Text excerpt:
>> begin

# mudhole x flock



## lucky strike (Jun 5, 2008)

Hi fellas,
I'm getting ready to put some shrink wrap on a surf rod that I am extending.
I saw x flock at mud hole. How good is this stuff? do any of you have any experience with it?

OH, by the way ,I am also looking for a discarded piece of butt section from an AFAW 13 ft surf about 5 r 6 " long if someone might have a piece laying around.
Thanks,LS


----------



## basstardo (Jun 5, 2006)

All my surf sticks have the x-flock shrink wrap on it. I love the stuff. Cork tape gets funky and is a little too flaky for me. The x-flock grips very well, even when wet, and has stood up to being put in a rod spike for a few years for some of the rods now. The only difference is I get mine from FishSticks instead of Mudhole, but I really doubt there is any difference in the product.


----------



## kingfisherman23 (Dec 14, 2003)

I have x-flock on two of my rods right now and I love it. Second what basstardo said. It is tough and grips well.

>> end

Written problem:
Please answer these about the x-flock forum thread above:
(a) From what rod does lucky strike want a discarded butt section?
(b) Where does basstardo buy x-flock instead of Mudhole?
(c) How many of kingfisherman23's rods have x-flock on them?

Entries supplied:
>> begin

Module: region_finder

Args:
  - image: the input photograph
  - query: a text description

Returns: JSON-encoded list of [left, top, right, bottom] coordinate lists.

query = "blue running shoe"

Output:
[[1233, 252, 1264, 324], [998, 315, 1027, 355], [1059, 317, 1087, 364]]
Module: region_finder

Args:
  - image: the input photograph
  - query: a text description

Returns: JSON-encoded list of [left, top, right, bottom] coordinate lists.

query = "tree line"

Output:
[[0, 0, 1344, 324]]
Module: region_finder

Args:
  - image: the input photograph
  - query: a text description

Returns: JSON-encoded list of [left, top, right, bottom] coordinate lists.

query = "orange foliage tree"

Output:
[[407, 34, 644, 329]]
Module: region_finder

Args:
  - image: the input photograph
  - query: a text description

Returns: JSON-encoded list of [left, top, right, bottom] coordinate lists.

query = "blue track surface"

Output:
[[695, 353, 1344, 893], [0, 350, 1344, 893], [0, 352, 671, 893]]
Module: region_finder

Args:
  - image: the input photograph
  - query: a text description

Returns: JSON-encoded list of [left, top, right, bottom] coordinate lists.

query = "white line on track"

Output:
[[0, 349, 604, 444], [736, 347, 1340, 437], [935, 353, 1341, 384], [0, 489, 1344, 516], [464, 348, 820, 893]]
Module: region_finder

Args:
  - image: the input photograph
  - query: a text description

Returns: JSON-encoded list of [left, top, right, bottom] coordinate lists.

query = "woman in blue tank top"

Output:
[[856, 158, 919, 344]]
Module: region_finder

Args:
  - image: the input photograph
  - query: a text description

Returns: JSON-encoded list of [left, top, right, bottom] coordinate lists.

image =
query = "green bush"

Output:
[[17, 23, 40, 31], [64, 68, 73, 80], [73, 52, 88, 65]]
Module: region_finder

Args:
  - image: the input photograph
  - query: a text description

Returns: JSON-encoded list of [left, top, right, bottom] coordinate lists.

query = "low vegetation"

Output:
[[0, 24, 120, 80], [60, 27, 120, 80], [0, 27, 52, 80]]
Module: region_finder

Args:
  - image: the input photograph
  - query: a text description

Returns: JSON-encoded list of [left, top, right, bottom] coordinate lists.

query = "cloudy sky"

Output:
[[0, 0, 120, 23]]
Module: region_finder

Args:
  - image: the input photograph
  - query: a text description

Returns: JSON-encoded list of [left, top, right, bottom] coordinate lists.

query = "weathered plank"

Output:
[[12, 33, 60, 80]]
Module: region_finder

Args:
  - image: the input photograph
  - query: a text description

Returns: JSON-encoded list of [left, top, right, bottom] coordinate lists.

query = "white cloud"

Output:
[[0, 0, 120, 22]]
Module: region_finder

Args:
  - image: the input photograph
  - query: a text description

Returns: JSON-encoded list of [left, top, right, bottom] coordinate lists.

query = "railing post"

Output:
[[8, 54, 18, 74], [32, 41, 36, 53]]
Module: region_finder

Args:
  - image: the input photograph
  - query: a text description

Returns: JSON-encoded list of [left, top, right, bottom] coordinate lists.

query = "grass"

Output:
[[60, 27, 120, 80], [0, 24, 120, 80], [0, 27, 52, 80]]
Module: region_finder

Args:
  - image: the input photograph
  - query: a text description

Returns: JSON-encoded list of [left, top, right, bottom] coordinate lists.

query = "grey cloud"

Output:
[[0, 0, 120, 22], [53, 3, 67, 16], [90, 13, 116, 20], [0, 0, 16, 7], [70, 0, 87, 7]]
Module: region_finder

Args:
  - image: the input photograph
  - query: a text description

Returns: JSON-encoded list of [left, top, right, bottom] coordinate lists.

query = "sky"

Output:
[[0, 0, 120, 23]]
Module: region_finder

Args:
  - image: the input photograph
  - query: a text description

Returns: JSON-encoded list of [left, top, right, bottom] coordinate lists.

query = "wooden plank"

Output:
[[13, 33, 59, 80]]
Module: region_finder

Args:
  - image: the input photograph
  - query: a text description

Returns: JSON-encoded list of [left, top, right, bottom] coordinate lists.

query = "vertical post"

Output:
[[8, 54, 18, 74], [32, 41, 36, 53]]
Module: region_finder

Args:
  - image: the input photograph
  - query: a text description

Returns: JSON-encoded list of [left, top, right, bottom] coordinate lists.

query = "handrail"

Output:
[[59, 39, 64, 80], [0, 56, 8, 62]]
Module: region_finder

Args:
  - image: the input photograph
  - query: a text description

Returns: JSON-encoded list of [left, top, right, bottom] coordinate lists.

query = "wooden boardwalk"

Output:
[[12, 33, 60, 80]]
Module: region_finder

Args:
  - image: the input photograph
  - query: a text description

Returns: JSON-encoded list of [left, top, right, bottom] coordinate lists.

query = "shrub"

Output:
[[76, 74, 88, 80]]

>> end

Task output:
(a) An AFAW 13 ft surf rod
(b) FishSticks
(c) Two